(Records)
§ §

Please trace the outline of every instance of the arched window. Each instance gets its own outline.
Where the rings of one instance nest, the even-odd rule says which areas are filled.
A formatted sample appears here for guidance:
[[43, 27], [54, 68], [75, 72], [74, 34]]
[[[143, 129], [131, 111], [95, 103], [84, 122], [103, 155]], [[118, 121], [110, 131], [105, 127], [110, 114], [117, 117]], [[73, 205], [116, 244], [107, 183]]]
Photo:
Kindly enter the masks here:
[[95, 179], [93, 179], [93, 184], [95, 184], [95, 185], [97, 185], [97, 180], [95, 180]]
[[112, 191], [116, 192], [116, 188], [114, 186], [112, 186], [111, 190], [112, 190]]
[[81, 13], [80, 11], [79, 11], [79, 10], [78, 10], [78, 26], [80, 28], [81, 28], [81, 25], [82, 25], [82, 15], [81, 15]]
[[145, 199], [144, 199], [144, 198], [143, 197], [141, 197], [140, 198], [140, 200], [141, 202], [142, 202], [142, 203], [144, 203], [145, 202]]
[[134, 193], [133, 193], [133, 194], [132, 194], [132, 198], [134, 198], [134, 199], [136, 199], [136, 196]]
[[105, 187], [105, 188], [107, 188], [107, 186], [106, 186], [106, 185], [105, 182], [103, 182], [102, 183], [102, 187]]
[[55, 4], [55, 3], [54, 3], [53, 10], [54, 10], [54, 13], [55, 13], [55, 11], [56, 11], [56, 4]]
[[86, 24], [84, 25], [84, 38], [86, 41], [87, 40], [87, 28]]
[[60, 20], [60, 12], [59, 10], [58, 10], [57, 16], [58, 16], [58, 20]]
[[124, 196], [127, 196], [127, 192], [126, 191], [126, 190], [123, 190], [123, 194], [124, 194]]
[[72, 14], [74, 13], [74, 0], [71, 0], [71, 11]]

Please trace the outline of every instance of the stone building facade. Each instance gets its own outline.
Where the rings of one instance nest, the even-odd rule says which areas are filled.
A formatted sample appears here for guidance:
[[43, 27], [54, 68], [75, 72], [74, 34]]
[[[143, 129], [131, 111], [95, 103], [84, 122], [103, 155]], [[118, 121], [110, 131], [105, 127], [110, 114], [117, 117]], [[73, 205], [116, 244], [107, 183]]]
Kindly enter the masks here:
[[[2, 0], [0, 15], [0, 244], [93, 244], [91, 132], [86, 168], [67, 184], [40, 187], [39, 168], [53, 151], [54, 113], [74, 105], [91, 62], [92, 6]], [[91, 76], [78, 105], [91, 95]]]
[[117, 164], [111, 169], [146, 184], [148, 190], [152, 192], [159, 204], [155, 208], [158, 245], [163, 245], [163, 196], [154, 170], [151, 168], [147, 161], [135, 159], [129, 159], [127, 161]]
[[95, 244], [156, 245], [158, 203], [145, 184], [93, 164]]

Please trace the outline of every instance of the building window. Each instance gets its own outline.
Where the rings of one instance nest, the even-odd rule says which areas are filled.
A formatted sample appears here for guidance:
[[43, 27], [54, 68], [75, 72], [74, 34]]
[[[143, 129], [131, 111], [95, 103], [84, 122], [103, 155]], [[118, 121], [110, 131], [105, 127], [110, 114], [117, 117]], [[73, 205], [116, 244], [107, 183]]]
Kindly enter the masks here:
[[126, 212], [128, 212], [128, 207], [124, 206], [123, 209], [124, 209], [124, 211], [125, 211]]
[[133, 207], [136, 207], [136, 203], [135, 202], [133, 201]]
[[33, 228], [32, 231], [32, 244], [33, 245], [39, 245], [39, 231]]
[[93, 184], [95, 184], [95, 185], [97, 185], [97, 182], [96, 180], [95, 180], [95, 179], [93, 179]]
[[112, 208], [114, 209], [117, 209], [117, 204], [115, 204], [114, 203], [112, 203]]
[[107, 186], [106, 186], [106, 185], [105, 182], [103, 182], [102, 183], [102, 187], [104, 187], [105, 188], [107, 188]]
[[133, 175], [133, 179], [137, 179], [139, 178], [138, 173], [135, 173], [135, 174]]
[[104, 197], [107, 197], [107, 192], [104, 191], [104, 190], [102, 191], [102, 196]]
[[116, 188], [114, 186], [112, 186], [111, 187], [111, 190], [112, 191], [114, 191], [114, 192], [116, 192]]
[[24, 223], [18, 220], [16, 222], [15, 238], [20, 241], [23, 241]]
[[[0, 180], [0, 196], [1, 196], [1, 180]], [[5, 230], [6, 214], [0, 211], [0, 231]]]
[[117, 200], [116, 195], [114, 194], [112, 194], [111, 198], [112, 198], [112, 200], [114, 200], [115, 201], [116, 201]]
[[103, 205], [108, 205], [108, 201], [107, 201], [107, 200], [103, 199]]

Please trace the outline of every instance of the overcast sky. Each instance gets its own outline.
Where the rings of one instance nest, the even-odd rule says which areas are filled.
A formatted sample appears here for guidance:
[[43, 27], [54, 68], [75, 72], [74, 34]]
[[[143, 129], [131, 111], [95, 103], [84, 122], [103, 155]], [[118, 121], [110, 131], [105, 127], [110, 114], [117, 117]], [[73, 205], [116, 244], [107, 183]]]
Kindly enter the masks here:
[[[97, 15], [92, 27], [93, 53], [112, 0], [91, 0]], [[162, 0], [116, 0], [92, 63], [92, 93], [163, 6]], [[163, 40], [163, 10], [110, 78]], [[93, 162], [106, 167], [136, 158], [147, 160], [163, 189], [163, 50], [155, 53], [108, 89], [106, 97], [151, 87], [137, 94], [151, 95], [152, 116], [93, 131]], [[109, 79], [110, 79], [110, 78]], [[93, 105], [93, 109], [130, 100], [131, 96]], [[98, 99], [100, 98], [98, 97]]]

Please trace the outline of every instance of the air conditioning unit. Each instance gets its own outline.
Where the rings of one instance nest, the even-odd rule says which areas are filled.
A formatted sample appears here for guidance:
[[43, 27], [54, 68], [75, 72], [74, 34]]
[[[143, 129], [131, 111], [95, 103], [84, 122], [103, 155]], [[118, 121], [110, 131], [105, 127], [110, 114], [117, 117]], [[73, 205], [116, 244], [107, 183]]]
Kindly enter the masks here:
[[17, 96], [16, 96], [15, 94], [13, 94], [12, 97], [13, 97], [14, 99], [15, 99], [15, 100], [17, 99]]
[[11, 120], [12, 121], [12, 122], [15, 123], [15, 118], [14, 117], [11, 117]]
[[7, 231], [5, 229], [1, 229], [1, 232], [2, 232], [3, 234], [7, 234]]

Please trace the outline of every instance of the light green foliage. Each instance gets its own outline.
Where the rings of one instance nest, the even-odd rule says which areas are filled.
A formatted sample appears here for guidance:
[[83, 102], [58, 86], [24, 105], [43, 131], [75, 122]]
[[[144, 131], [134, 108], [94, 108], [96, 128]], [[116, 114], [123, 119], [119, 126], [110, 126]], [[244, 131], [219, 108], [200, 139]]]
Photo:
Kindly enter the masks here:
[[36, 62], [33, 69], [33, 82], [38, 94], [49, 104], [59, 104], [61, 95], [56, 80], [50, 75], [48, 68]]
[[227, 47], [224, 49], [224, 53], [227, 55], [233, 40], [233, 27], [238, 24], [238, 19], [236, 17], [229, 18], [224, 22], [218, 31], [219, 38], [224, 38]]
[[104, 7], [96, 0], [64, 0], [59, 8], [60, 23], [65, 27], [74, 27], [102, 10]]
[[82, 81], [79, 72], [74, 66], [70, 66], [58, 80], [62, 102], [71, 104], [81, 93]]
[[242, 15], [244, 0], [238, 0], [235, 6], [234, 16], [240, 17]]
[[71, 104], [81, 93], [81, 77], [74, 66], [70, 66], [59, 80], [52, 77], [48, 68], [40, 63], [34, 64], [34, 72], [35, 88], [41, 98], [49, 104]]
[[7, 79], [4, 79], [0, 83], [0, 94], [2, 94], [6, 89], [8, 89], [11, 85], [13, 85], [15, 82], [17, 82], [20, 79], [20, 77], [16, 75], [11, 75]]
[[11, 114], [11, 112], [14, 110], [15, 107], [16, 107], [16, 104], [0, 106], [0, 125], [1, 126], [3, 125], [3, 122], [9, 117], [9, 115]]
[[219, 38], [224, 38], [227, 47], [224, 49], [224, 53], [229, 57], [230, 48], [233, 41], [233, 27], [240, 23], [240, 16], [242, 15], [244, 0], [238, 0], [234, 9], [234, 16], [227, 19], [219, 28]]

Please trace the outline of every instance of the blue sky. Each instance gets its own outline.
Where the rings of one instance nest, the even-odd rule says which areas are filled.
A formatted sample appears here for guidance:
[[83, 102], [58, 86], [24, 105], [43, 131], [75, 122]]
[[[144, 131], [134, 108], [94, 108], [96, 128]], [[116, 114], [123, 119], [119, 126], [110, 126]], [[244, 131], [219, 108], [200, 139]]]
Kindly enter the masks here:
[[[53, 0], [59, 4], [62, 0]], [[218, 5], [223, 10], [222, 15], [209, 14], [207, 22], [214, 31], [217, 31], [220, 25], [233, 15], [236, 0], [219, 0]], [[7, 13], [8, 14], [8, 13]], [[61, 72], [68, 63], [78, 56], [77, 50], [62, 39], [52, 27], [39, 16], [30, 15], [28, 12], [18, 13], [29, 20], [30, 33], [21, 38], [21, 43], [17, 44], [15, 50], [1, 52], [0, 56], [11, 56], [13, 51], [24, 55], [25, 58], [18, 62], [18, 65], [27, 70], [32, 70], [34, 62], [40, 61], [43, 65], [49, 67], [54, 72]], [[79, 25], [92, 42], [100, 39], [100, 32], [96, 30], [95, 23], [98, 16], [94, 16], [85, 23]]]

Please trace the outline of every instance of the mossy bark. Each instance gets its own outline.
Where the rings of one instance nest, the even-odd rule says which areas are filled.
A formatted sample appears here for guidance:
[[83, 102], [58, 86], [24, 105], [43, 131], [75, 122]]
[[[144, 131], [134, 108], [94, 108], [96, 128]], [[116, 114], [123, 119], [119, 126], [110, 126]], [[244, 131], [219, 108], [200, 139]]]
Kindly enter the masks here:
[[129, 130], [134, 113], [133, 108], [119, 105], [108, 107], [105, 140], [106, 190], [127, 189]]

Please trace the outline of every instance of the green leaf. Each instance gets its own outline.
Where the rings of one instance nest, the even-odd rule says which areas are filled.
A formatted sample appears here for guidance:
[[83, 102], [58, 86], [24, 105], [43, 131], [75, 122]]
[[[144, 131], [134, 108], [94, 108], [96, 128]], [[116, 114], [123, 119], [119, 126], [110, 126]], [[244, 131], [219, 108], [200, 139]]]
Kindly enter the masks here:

§ §

Only the lines from the one containing "Please trace the outline of every instance of the mossy" to the end of the listing belong in the output, each reproduced exactly.

Please trace the outline of every instance of the mossy bark. Each instance gets its own outline.
Where the rings of one instance nest, the even-odd rule says which areas are filled.
A formatted sample appears here for guidance:
[[83, 102], [58, 86], [24, 105], [43, 131], [75, 122]]
[[[144, 131], [134, 108], [94, 108], [96, 128]], [[116, 114], [123, 119], [119, 126], [110, 126]], [[244, 131], [219, 108], [200, 139]]]
Kindly enter the masks here:
[[129, 130], [134, 113], [133, 108], [119, 105], [108, 107], [105, 140], [106, 190], [127, 189]]

Please trace the outline of every instance of the green leaf. Each instance gets its own outline.
Where the rings of one instance nest, the even-odd rule says which areas are filled.
A formatted sample appears here for guidance:
[[83, 102], [58, 86], [24, 105], [43, 131], [75, 122]]
[[[144, 131], [134, 108], [94, 108], [96, 128]], [[116, 114], [123, 119], [119, 126], [110, 126]], [[244, 131], [219, 108], [200, 139]]]
Kindly enter the masks here:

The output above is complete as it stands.